__Your objective__
Copy the data below, replacing every "detection benchmark" with "localization benchmark" and changing nothing else. Leave the pictures out.

__Extracted data__
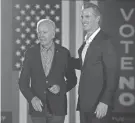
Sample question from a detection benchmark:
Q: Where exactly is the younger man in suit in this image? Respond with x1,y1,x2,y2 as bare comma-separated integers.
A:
72,2,118,123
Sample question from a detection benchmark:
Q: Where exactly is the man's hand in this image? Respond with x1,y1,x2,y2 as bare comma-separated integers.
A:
48,85,60,94
31,97,43,112
95,102,108,119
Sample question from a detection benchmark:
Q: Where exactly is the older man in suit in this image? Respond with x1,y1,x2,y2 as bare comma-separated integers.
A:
19,19,77,123
72,2,118,123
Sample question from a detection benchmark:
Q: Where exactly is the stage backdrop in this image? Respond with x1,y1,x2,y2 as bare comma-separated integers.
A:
99,0,135,123
1,0,135,123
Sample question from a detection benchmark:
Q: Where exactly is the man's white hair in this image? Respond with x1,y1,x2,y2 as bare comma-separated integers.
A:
37,19,56,32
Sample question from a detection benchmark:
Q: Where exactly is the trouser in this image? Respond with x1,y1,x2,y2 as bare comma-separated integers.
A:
31,113,65,123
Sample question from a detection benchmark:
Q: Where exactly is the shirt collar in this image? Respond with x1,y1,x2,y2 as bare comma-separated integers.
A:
85,27,101,43
40,42,54,52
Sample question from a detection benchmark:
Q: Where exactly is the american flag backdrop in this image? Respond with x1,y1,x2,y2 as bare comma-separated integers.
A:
12,0,82,123
13,0,61,70
0,0,135,123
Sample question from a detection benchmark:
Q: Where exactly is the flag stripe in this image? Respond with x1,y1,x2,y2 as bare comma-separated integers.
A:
75,1,83,123
0,1,1,121
61,0,70,123
69,1,76,123
19,91,27,123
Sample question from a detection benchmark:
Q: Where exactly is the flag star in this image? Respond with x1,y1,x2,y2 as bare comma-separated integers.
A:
55,16,60,21
25,28,30,33
21,22,26,27
35,16,40,21
45,4,50,9
20,57,24,62
30,10,35,15
15,62,21,68
16,51,21,56
46,16,50,19
15,4,20,9
35,40,39,44
15,28,21,32
55,40,60,44
50,10,55,15
21,33,26,39
40,10,45,15
25,39,30,45
35,4,40,9
21,45,26,50
16,39,21,44
30,22,35,27
30,34,36,39
20,10,25,15
16,16,21,21
55,4,60,9
25,4,30,9
55,28,60,32
25,16,31,21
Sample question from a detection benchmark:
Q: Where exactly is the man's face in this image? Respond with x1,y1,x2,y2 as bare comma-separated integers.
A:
37,22,55,45
82,8,99,32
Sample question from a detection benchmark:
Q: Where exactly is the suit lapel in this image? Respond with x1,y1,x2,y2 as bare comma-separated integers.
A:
35,44,45,76
48,43,59,76
82,30,103,69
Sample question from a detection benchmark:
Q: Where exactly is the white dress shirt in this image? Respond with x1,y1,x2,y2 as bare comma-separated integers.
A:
82,27,100,64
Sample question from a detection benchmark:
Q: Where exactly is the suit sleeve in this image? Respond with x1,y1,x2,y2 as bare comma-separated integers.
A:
65,51,77,92
19,52,34,102
71,57,81,70
101,41,118,105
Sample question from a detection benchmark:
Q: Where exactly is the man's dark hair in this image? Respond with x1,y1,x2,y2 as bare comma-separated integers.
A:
83,1,101,16
83,1,102,25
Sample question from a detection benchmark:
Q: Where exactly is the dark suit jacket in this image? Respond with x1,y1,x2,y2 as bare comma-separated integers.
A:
19,44,77,116
72,31,118,112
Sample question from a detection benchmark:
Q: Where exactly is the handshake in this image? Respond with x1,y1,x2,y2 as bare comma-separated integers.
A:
31,85,60,112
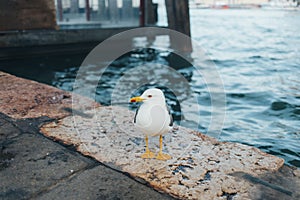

__Output for this exercise__
Sample question from a localization benchmark:
Q: Where exactly is the younger man in suit in this image? Respond with x1,y1,x2,y2 as bare comma-separated integers.
A:
72,2,118,123
Sample question from a localization benchmark:
Q: Where exactly is the man's hand in this image? Respond with x1,y1,x2,y2 as bare comma-separated integers.
A:
48,85,60,94
31,97,43,112
95,102,108,119
Sample question from a localization benchmark:
Q: Where exactly is the older man in suit in this image? Respond with x1,y1,x2,y2 as bare comma-separated integers.
A:
19,19,77,123
72,2,118,123
Sample question from a localization benchmark:
Q: Where exactly is the stage backdrop in this image? Respond with x1,y1,x2,y2 as bare comma-separated integers.
A:
99,0,135,123
1,0,135,123
Sample question from a localization benchmark:
Q: Where exactly is the man's white hair in this image? Respond with x1,y1,x2,y2 as bare comma-separated integers.
A:
37,19,56,32
Sample question from a localization benchmark:
Q: Where exactly is the trouser in this image? Respond with x1,y1,x2,y2 as bare comma-separated integers.
A:
31,113,65,123
Sample question from a localization benchmark:
Q: Where exactly is the shirt collar in this image? Respond with x1,y1,x2,y2 as bare comma-separated integers.
A:
85,27,101,43
40,42,54,52
Sample question from a localization benchmark:
Q: Where exactly is the american flag backdrop in this image? Respond with x1,y1,x2,y2 as bare comma-separated integers.
A:
12,0,82,123
13,0,61,70
0,0,135,123
Sample question from a localization benchmark:
Q: Where exactly is the flag stripe in this image? Respond with x1,y1,x2,y2 as bare comma-separated integers.
A:
75,1,83,123
0,1,1,121
61,0,70,123
69,1,76,123
19,91,27,123
Sample question from a localization benchmark:
Q: Where exactly is the flag star in this image? Respond with x1,y1,x2,y2 as bare comma-separated integers.
A:
55,16,60,21
25,28,30,33
21,22,26,27
35,16,40,21
45,4,50,9
20,57,24,62
30,10,35,15
15,62,21,68
16,51,21,56
46,16,50,19
15,4,20,9
35,40,39,44
15,28,21,32
55,40,60,44
50,10,55,15
21,33,26,39
40,10,45,15
25,39,30,45
35,4,40,9
21,45,26,50
16,39,21,44
30,22,35,27
30,34,36,39
20,10,25,15
16,16,21,21
55,4,60,9
25,4,30,9
55,28,60,32
25,16,31,21
Sample question from a localization benchmark:
Q: Where exactly is the man's face in this image? Respond with x1,y1,x2,y2 as bare comma-separated integers.
A:
37,22,55,45
82,8,99,32
Sample question from a localization benchmark:
Q: Where exactly is the suit lapel in this image? Respond with x1,y1,x2,y2 as bare comma-separated integers.
A:
35,44,45,76
48,43,59,76
82,30,103,69
Sample question from a localization benchmark:
Q: Where exactly is the white dress shirt in this image? Respond with x1,y1,x2,y2 as bare comma-separated integers.
A:
82,27,100,64
Sample question from a localization benchmark:
Q: Where exactly is the suit sleeve in this image? Respond with x1,y1,x2,y2 as bare comma-separated integers.
A:
65,51,77,92
19,52,34,102
71,57,81,70
101,41,118,105
Sample question from a localization benchmark:
Q: Where exactly is the man's dark hair in this image? Respond with x1,y1,x2,y2 as bare comma-separated integers.
A:
83,1,101,16
83,1,102,25
Sample question from a localization benchmark:
Q: Where exactly is the dark suit jacket in this image? Respond with x1,y1,x2,y2 as bare comma-separated integers.
A:
19,44,77,116
72,31,118,112
Sample question from a localization benchmark:
Q: Where exactly is the handshake in this image? Respond with x1,y1,x2,y2 as bare comma-separated integers.
A:
31,85,60,112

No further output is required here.